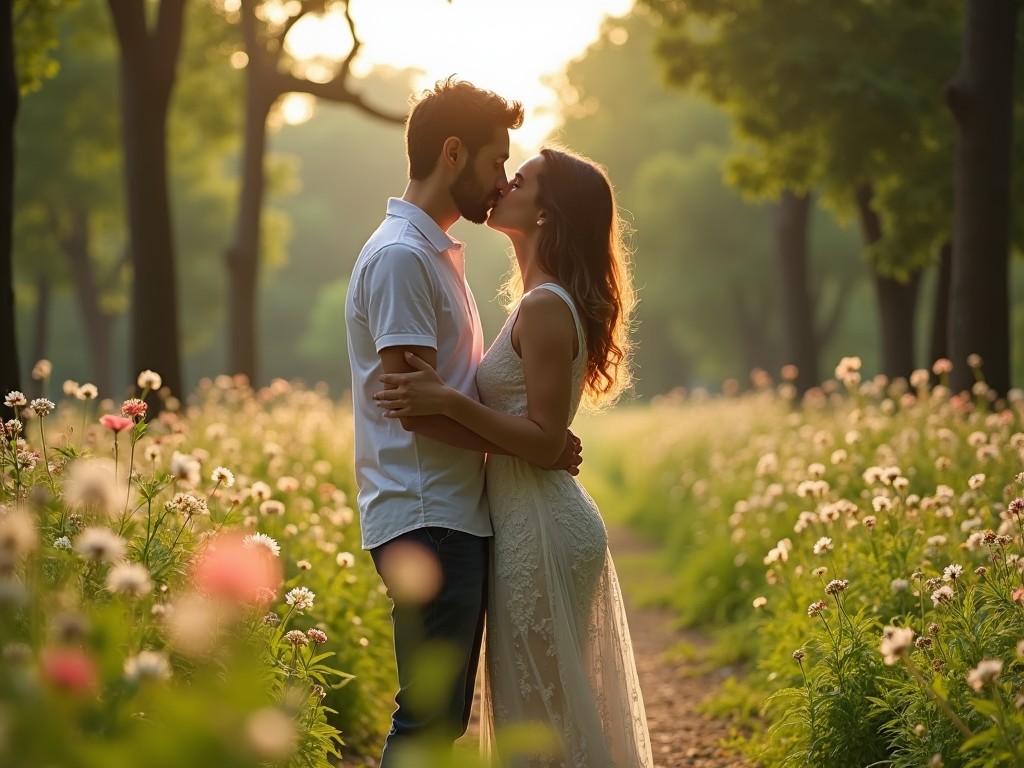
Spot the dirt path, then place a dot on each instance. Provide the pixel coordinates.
(673, 687)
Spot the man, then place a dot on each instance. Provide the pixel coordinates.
(422, 502)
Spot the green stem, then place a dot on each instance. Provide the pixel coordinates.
(943, 705)
(1000, 723)
(131, 465)
(46, 461)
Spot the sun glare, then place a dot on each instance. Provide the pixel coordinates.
(509, 47)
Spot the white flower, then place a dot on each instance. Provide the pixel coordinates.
(952, 572)
(895, 641)
(147, 665)
(100, 544)
(150, 380)
(824, 544)
(15, 398)
(222, 476)
(42, 407)
(300, 598)
(882, 504)
(262, 540)
(184, 467)
(129, 579)
(188, 505)
(271, 507)
(87, 392)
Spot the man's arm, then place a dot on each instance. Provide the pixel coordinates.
(436, 427)
(450, 431)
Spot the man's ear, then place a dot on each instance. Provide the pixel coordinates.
(453, 152)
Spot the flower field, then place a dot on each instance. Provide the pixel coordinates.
(862, 552)
(186, 589)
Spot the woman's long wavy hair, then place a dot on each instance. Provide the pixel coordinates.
(582, 245)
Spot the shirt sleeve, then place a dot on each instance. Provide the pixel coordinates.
(399, 299)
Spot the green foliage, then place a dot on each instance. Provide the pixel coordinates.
(161, 643)
(845, 520)
(816, 104)
(705, 257)
(35, 40)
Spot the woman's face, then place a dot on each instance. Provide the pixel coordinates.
(517, 210)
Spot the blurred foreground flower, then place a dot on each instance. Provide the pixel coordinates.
(228, 566)
(70, 669)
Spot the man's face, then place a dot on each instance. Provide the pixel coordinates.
(481, 181)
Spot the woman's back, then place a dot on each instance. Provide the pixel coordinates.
(557, 649)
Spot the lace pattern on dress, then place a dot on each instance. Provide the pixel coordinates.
(557, 651)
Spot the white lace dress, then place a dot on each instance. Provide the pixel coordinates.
(557, 649)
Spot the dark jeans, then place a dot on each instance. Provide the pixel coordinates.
(437, 642)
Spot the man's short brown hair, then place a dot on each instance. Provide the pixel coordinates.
(455, 108)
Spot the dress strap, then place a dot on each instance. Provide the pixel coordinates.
(561, 292)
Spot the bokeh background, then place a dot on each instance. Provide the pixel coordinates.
(737, 160)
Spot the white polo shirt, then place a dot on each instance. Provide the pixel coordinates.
(409, 288)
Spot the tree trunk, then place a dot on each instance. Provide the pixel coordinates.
(243, 256)
(97, 325)
(9, 372)
(939, 346)
(41, 328)
(147, 73)
(980, 97)
(897, 301)
(799, 338)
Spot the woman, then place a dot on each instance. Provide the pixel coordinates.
(557, 645)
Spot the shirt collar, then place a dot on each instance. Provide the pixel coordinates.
(440, 240)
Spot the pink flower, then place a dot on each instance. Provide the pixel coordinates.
(133, 408)
(228, 568)
(116, 423)
(70, 669)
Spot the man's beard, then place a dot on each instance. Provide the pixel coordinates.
(470, 197)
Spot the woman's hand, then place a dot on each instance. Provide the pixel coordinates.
(418, 393)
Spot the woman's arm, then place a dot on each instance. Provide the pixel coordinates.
(546, 334)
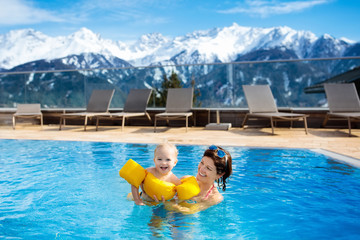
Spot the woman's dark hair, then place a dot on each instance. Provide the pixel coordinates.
(222, 164)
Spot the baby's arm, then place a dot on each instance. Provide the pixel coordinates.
(136, 195)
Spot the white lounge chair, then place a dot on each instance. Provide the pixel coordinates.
(98, 104)
(135, 106)
(262, 104)
(28, 111)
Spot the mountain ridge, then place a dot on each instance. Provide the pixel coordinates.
(202, 46)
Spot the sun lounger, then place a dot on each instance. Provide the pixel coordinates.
(262, 104)
(135, 106)
(98, 104)
(178, 105)
(343, 102)
(28, 111)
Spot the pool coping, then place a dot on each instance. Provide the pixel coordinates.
(338, 157)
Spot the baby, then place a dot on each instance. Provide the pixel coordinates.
(165, 159)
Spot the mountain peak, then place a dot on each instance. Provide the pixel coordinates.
(202, 46)
(86, 34)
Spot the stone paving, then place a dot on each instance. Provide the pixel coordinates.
(334, 140)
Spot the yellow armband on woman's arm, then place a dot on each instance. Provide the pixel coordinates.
(133, 173)
(188, 188)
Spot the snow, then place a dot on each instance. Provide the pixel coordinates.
(205, 46)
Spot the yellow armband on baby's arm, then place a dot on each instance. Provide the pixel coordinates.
(188, 188)
(133, 173)
(154, 186)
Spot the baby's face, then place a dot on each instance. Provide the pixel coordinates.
(165, 159)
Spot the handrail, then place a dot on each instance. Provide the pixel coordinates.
(182, 65)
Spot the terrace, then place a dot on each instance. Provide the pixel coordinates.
(220, 91)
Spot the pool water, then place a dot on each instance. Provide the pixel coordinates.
(72, 190)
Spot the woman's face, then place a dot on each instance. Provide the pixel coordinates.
(207, 170)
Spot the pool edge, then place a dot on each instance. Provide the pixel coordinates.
(338, 157)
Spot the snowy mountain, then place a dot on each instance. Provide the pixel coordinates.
(215, 45)
(218, 85)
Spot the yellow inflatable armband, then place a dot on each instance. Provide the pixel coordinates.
(133, 173)
(154, 186)
(188, 188)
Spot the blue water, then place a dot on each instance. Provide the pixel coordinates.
(72, 190)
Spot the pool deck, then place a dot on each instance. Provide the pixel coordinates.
(333, 140)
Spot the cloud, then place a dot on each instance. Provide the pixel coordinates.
(264, 8)
(14, 12)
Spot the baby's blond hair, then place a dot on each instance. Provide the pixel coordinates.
(167, 145)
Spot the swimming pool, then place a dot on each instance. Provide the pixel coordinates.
(72, 190)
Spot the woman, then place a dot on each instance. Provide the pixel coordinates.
(215, 166)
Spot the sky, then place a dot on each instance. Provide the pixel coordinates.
(127, 20)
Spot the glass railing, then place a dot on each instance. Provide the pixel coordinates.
(215, 85)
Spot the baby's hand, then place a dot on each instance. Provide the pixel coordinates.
(139, 202)
(157, 200)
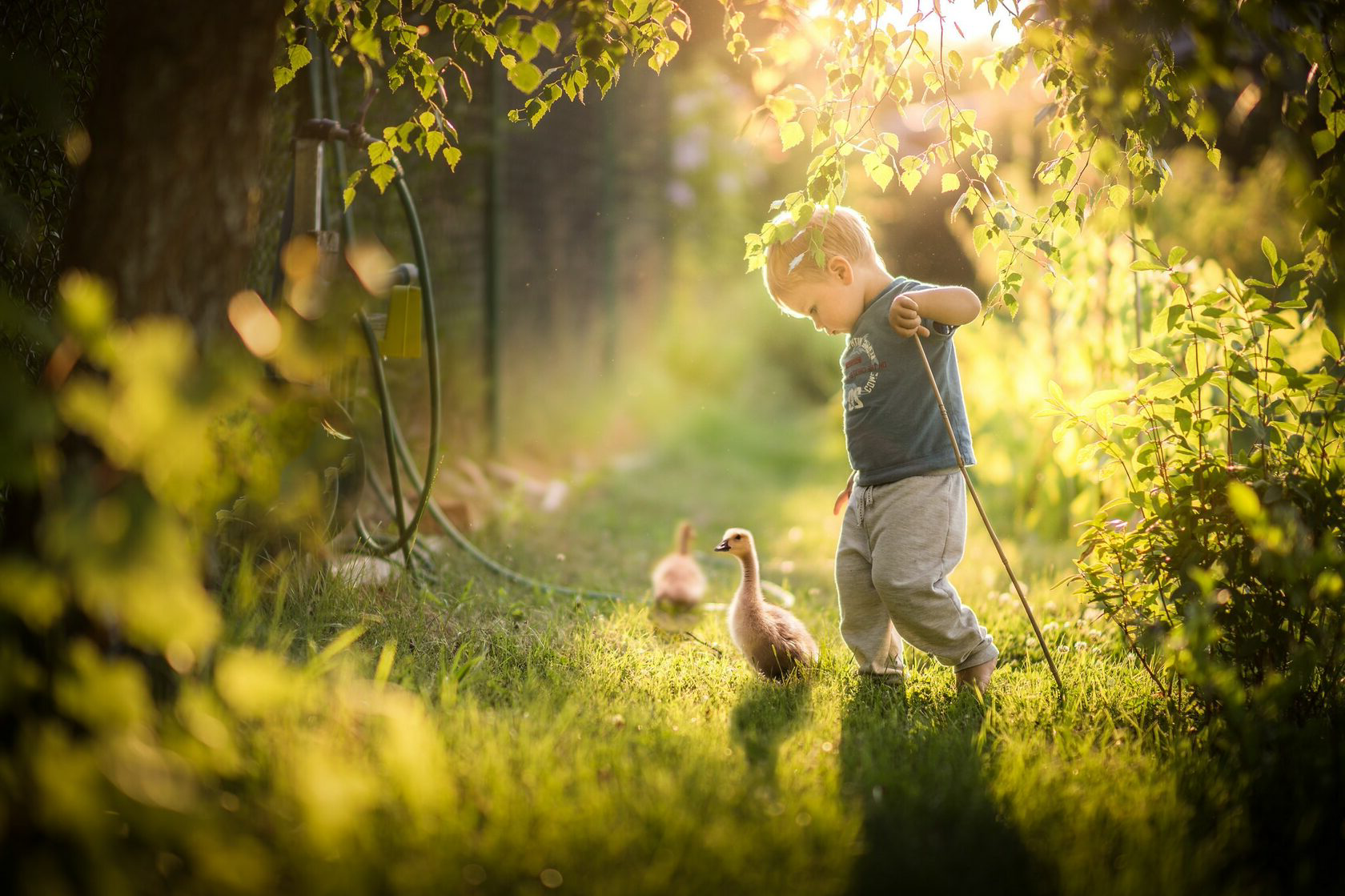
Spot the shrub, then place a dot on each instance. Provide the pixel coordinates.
(1220, 561)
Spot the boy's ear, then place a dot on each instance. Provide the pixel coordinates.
(840, 267)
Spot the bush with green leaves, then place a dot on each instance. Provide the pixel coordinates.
(1220, 560)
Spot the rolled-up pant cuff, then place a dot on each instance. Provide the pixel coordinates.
(982, 654)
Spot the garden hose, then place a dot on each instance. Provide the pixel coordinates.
(331, 131)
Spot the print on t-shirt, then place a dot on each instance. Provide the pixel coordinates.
(861, 369)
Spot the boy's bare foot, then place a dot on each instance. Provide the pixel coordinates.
(977, 677)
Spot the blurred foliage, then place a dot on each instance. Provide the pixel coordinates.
(548, 50)
(1122, 82)
(1222, 551)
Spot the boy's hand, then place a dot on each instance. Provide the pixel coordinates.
(844, 498)
(904, 316)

★ ★ ★

▶ [Task statement]: When you return the listing, keep it exact and omit any pictures it holds.

▶ [Solved exercise]:
Spot the dirt path, then place a dot on each instance. Provide the pixel coordinates.
(673, 687)
Spot the man, then place a dot on each instance. Provide the pixel coordinates.
(422, 502)
Spot the green stem, then place a dot on each instance. Provide the pixel coordinates.
(943, 705)
(1000, 723)
(131, 465)
(46, 461)
Spot the sun glare, then place a dot on each instance. Provide the pixel coordinates.
(509, 47)
Spot the white flower, then place a dot on each instance. Provide the pixel coordinates.
(952, 572)
(895, 641)
(147, 665)
(100, 544)
(150, 380)
(824, 544)
(15, 398)
(222, 476)
(42, 407)
(300, 598)
(882, 504)
(262, 540)
(184, 467)
(129, 579)
(188, 505)
(271, 507)
(87, 392)
Spot the man's arm, then place a dot on each instance. Provide the pixel coordinates.
(436, 427)
(450, 431)
Spot the man's ear, then place a dot on each instance. Provide the pixel coordinates.
(453, 152)
Spot the flower field, then place a dot on each instance. Provide the pixel coordinates.
(862, 552)
(186, 589)
Spot the woman's long wavy hair, then place a dot on each instance. Provide the pixel coordinates.
(582, 245)
Spot the shirt sleeve, then place a dot on each instance. Provide the pixel coordinates.
(399, 299)
Spot the green foliage, then place a dot on each instance. Provide the pixel coordinates.
(161, 643)
(845, 520)
(816, 104)
(705, 257)
(35, 40)
Spot the woman's face, then place a dot on each instance. Provide the pixel coordinates.
(517, 210)
Spot the blurred foreground flower, then place a dot on each instance. Provide the pixel coordinates.
(228, 566)
(70, 669)
Spot the man's face, then place a dot on each instance. Provide the pixel coordinates.
(481, 181)
Spot the woman's back, then place a dot on each instance. Provide the pixel coordinates.
(557, 649)
Spot the lace pattern on dress, then place a dot on each instance. Provide the pixel coordinates.
(557, 651)
Spot the white lace dress, then place a dot on each instance. Provide the pixel coordinates.
(557, 649)
Spot the dark jeans, then place a dot on each instance. Provide the pixel coordinates.
(437, 642)
Spot the man's short brown hair, then place a dot on each instance. Provide the pixel coordinates.
(455, 108)
Spot the dress strap, then place a dot on each instance. Provide the pixel coordinates.
(561, 292)
Spot the bokeh background, then place a dot on each instance. Provide the pixel coordinates.
(737, 160)
Spot the white polo shirt, then place a dot on each instance. Provide the pixel coordinates.
(409, 288)
Spot the tree trunk, then place a dot on each instance. Provide the pixel coordinates.
(243, 256)
(97, 325)
(9, 372)
(939, 346)
(41, 328)
(147, 73)
(980, 97)
(897, 301)
(799, 338)
Spot the woman, then place a dot on each instance. Provide the pixel coordinates.
(557, 645)
Spot the shirt collar, then place a dot on each instance. Provide the pixel coordinates.
(440, 240)
Spot the pink flower, then place a dot on each instance. Provide the pixel coordinates.
(133, 408)
(228, 568)
(116, 423)
(70, 669)
Spot the man's beard, then place a dot on each instance. Provide the pixel coordinates.
(470, 197)
Spot the woman's hand, then place a dot on each instance. Provide the pixel coordinates.
(418, 393)
Spot the woman's arm, then place a dot on each instance. Provide the pixel coordinates.
(546, 334)
Spot the woman's dark hair, then place a dot on each instance. Provide the pixel coordinates.
(222, 164)
Spot the baby's arm, then place a dot on each instance. Provide the pixel coordinates.
(136, 195)
Spot the white lounge chair, then place a dot on each instance. Provide the pixel coordinates.
(98, 104)
(135, 106)
(262, 104)
(28, 111)
Spot the mountain ridge, then place a dot on each instance. Provide the pixel coordinates.
(202, 46)
Spot the sun lounger, then place a dot on each instance. Provide the pixel coordinates.
(262, 104)
(135, 106)
(98, 104)
(178, 105)
(343, 102)
(28, 111)
Spot the pool coping, then place a dot on each instance. Provide the pixel coordinates.
(338, 157)
Spot the baby, then place a dot on each instance. Provide the pixel coordinates.
(165, 159)
Spot the mountain peak, then place a dot on each instance. Provide the pixel coordinates.
(202, 46)
(86, 34)
Spot the stone paving, then place a dot on each instance. Provide the pixel coordinates.
(334, 140)
Spot the yellow armband on woman's arm, then place a dot on each instance. Provide the pixel coordinates.
(133, 173)
(188, 188)
Spot the snow, then place a dot on each instance. Provide the pixel coordinates.
(205, 46)
Spot the yellow armband on baby's arm, then place a dot on each instance. Provide the pixel coordinates.
(188, 188)
(133, 173)
(154, 186)
Spot the baby's face, then place a dot on each instance. Provide the pixel coordinates.
(165, 159)
Spot the handrail, then place a dot on each instance. Provide the pixel coordinates.
(182, 65)
Spot the terrace, then place a dot on each instance. Provide the pixel coordinates.
(220, 91)
Spot the pool water, then place a dot on each instance. Provide the pixel coordinates.
(72, 190)
Spot the woman's face, then place a dot on each instance. Provide the pixel coordinates.
(207, 170)
Spot the pool edge, then place a dot on each instance. Provide the pixel coordinates.
(338, 157)
Spot the snowy mountain, then place a dot on each instance. Provide the pixel coordinates.
(215, 45)
(218, 85)
Spot the yellow inflatable armband, then place a dot on each instance. Provide the pixel coordinates.
(133, 173)
(154, 186)
(188, 188)
Spot the blue water, then place a dot on each instance. Provide the pixel coordinates.
(72, 190)
Spot the pool deck, then place a dot on each instance. Provide the pixel coordinates.
(333, 140)
Spot the cloud, then place a dot on each instance. Provide the pixel coordinates.
(264, 8)
(14, 12)
Spot the baby's blond hair, then place a dot on each instance. Provide the pixel coordinates.
(167, 145)
Spot the swimming pool, then place a dot on each instance. Provide the pixel coordinates.
(72, 190)
Spot the woman, then place a dot on each instance. Provide the pixel coordinates.
(215, 166)
Spot the sky, then place a dot on each instance. Provide the pixel coordinates.
(127, 20)
Spot the glass railing, then place a dot on each instance. Provide the pixel coordinates.
(215, 85)
Spot the baby's hand, then place a dot on each instance. Provide the pixel coordinates.
(139, 202)
(157, 200)
Spot the shrub, then place a dot on each instance. Provide the pixel coordinates.
(1220, 561)
Spot the boy's ear, then place a dot on each instance. Provide the pixel coordinates.
(840, 267)
Spot the bush with green leaves, then place a dot on each instance. Provide the pixel coordinates.
(1220, 560)
Spot the rolled-up pant cuff, then place a dot on each instance. Provide the pixel coordinates.
(982, 654)
Spot the garden hose, then place a dot on each instance. Provide the pixel coordinates.
(331, 131)
Spot the print on t-shirt, then place a dot on each instance. Provide the pixel coordinates.
(861, 369)
Spot the boy's bare foot, then place a dot on each instance. Provide the pixel coordinates.
(977, 677)
Spot the blurred foliage, then place a dot on each instance. Provide the pixel coordinates.
(548, 50)
(1122, 82)
(1222, 551)
Spot the boy's hand, then place a dot on each instance. Provide the pixel coordinates.
(844, 498)
(904, 316)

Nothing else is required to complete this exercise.